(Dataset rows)
■ ■ ■ ■ ■

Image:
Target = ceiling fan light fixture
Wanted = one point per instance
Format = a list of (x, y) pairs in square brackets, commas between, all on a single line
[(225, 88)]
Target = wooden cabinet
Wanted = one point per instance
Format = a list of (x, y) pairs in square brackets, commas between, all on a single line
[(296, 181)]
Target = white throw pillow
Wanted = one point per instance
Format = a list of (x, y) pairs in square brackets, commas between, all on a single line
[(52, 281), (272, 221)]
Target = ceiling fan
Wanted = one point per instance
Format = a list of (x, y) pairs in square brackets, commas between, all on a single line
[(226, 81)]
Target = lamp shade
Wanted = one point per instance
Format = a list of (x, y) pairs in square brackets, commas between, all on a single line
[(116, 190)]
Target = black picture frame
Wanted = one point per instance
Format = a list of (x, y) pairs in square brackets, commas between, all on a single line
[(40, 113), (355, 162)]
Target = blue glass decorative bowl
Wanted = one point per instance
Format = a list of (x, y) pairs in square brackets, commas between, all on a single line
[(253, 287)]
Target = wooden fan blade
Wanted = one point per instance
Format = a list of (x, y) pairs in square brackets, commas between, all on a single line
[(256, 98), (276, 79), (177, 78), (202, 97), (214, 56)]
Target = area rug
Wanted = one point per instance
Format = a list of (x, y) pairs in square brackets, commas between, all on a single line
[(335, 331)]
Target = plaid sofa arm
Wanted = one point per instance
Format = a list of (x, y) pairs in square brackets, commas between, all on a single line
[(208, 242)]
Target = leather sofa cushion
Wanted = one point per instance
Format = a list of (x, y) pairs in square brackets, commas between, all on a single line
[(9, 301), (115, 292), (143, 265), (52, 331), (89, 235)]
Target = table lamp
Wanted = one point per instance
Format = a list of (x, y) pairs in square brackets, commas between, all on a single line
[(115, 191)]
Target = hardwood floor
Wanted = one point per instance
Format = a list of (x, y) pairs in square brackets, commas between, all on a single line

■ ■ ■ ■ ■

Copy everything in the listing from the first line down to the line containing "[(226, 81)]", with the requests included. In each answer, increase every coordinate value by 99.

> _FULL OUTPUT_
Image:
Target = ceiling fan light fixture
Wanted = one point per instance
Format = a list of (x, y) pairs in square brackets, commas between, all on a single line
[(324, 187)]
Target = wooden cabinet
Wanted = one point per instance
Format = a list of (x, y) pairs in square brackets, commas between, all on a single line
[(395, 280)]
Target = white throw pillow
Wanted = one point per instance
Format = a list of (x, y) pairs in square brackets, commas between, all on a single line
[(151, 380), (371, 320)]
Target = ceiling fan
Wanted = one point per instance
Format = a list of (x, y) pairs in square brackets, commas between, all on a single line
[(325, 180)]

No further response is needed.